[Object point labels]

** begin **

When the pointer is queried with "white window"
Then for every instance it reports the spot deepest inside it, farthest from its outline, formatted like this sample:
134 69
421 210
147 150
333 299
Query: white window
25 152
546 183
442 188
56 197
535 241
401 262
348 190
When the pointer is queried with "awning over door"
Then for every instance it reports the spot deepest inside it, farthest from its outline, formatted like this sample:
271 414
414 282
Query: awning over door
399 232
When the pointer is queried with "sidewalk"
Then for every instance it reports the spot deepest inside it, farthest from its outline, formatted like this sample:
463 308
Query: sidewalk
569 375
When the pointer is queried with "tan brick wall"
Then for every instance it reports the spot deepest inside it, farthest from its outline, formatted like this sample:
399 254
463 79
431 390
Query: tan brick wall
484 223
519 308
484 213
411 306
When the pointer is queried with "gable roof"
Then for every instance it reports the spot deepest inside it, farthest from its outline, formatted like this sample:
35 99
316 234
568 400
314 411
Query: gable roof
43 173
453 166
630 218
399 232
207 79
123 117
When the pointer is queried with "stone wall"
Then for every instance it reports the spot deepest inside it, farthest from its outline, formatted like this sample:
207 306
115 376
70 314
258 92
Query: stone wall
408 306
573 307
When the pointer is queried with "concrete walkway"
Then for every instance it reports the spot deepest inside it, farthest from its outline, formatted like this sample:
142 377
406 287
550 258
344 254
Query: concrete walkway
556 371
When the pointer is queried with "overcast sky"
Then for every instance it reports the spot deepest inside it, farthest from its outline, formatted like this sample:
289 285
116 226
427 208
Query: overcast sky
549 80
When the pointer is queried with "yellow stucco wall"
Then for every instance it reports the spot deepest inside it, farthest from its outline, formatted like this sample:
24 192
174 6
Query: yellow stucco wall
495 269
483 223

** end **

§ Task to complete: Show every line above that contains the word "brick", copying each one in full.

§ Task answer:
When the pointer is queried with "tan brick wall"
Query: tan brick wall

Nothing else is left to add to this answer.